**INSTRUCTION A:**
Reproduce the dataset rows below verbatim, keeping every line as it stands.
##### EXTRACT PROVIDED
Yet, as Herzfeld points out, the very notion of resemblance needs to be problematized for being potentially misleading, and this is reflected in the modern popular misuse and abuse of the term ‘icon’ itself. An iconic relationship, however persuasive, is never totally organic; it is rather created to cultivate a shared sense of thingness potentially carrying political implications (Herzfeld 2005: 93, 94). Or to use the words of Umberto Eco, cultural resemblance becomes conventional “step by step, the more its addressee becomes acquainted with it” (1976:204–205). I have in fact shown how local dynamics have been increasingly interacting with the modern-Greek cultural ideology of Hellenism and historical continuity; this has been embedded into the construction of the Greek nation-state, and is now being recursively and retroactively applied to Griko and its speakers. Indeed, the perceived resemblance between Griko and MG and/or other ‘Greek dialects’—what I have referred to as romantic iconization—is increasingly evoked, and is used to invest Griko with a more than local symbolic significance. Griko thereby transcends locality and is projected as a symbol of global Hellenism.
Griko ultimately exists in a non-homogeneous, non-synchronous present, since its very subjects do not share the same phenomenological points of reference to it. “Not all people live in the same Now,” as Ernst Bloch (1977:22) points out. Griko has entered what we might call a symbolization process, though which multiple temporalities collapse and new meanings emerge and compete. An arbitrary sign functions as a symbol by creating meaning through convention, yet a symbol becomes a social force that broadens the space of what it actually ‘stands for’. It is exactly the vagueness and openness of any symbol that makes it possible to indicate what is always beyond one’s reach (Eco 1984:130). Such a surplus of meaning emerges as people start to impute to Griko plural meanings and a variety of claims. Griko remains therefore open to evaluation and interpretation: According to which historicity is evoked and by whom, Griko functions as a symbol of a redeemed and revalued local past, or as a symbol of the distant and glorious Hellenic past.
The complex dynamics through which all these terms of description simultaneously operate contributes to the continuous shifting of the chronotopes of the re-presentation of Griko. The cultural temporality of language presupposes in fact a semiotic relationality of time and space, since they are not separable from one another in our living perception (Bakhtin 1981:243). According to Bakhtin, “it is common moreover for one of these chronotopes to envelope or dominate the others … Chronotopes are mutually inclusive, they co-exist, they may be interwoven with, replace or oppose one another, contradict one another” (1981:252). The multiple chronotopes associated with Griko indeed co-exist in dynamic and dialogical tension, while locals keep negotiating the meanings and values they attach to the language by reacting to and interacting with the changing historical, socio-cultural, and economic environment—but also by proactively shaping it themselves.
##########
##### GIVEN RECORDS
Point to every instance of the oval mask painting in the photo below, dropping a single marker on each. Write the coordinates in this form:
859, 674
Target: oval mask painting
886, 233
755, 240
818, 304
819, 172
##########
**INSTRUCTION B:**
Resume the passage on Griko, picking up directly after its final sentence.

**TASK RESPONSE A:**
Point to every instance of the oval mask painting in the photo below, dropping a single marker on each. Write the coordinates in this form:
859, 674
Target: oval mask painting
886, 233
755, 240
818, 304
819, 172

**TASK RESPONSE B:**
The land of the re-bitten

As I have shown over the course of this book, Griko and the community at large have been engaged with these dynamics across a spectrum of micro- and macro-level processes, from the personal and interpersonal to the institutional and international. Through the current revival and its recent legal recognition as a minority language, though, Griko and its community have ultimately entered what Hacking labeled “the matrix within which an idea, a concept, or kind is formed” (1999:10), in this case the very social setting within which the category or kind of ‘linguistic minority’ is socially constructed. Yet, the essentializing approach to minority languages that prevails in policy-making spheres, and that is further circulated through international bodies such as Unesco, treats languages as ‘natural’, static, and bounded cultural entities; such an approach implicitly reproduces the musty nineteenth-century paradigm of an unquestioned link between language and people, temporally conflating modern notions of ethnicity, identity, and belonging, and potentially also reproducing its pitfalls. As a result, Griko and its speakers are becoming obliged to communicate themselves through predefined categories of representation within which it does not seem to find an easy fit; meanwhile, those classified may begin to affect the category of classification by conforming, hyper-conforming, or contesting it (Hacking 1995:59).
Salento remains today a “concentric juncture of times and spaces” (Pizza 2015:179–180). Following Giovanna Parmigiani’s (2019) application of Berardino Palumbo’s concept (2006:46, for the case of Sicily), Salento is a “hyper-place,” an “unstable social and political space that produces and reproduces further spaces of aggregation and contrasts.” Salento has been bitten again, one could argue. Indeed, with La Terra del Rimorso , de Martino (1961) referred not only to the land of ‘remorse’ but also the land of the ‘re-bitten’ ( ri-morso ), to the temporal recurrence of a crisis, of a critical and unresolved episode of the past. My reformulation of this concept unravels how this land has been ‘re-bitten’ by the very processes of legitimation and recognition that locals long fought to achieve. These have generated divergent interests and claims linked to the management of Griko and its cultural heritage more broadly, producing contradictions, contestations, and clashes within the community in addition to those arising around it. Griko, pizzica, and the phenomenon of tarantism have equally been immersed in global processes of patrimonializzazione (patrimonialization), or rather merci-patrimonializzazione—a term through which Palumbo refers to “the construction of local cultural specificities in terms of patrimonial goods” (2013:136, my translation). These are produced and consumed by multiple social actors—local, national, and transnational—who create further spaces of ‘collective imagination.’ Yet, in the process, fears of losing control over Griko and its management are revealed at the local level.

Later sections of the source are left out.